_INPUT RECORDS_.
........

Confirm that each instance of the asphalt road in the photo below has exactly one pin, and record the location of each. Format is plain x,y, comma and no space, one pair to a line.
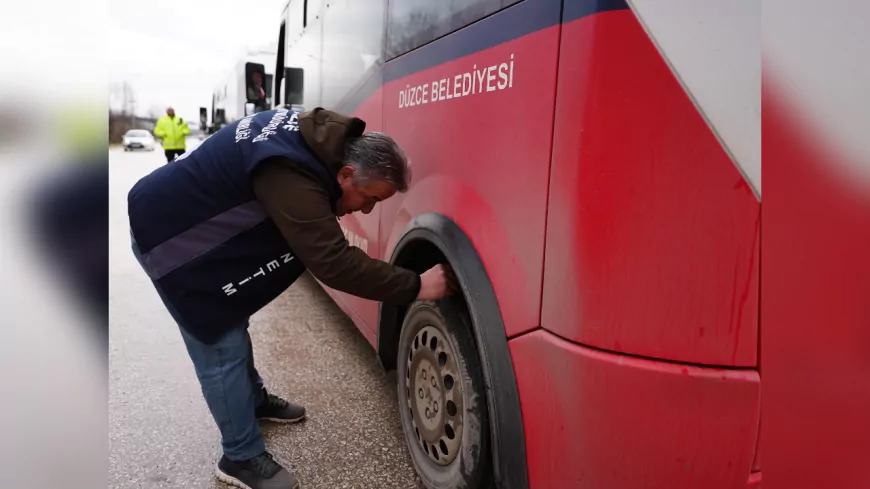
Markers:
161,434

........

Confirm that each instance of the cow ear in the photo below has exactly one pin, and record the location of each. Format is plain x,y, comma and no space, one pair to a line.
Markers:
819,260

........

_WORK TO COMPLETE_.
Return every line of the records that contains the string "plain". Matches are case-sensitive.

_RESPONSE TO THIS EXERCISE_.
Confirm that each instance of the asphalt road in the photo below has exactly one pin, and record the location of each. Format is plain x,y, comma and no space, one pair to a line.
Confirm that each instance of the cow ear in the photo below has exactly one pin, and record the location of each. Format is plain x,y, comma and no space, one pair to a line.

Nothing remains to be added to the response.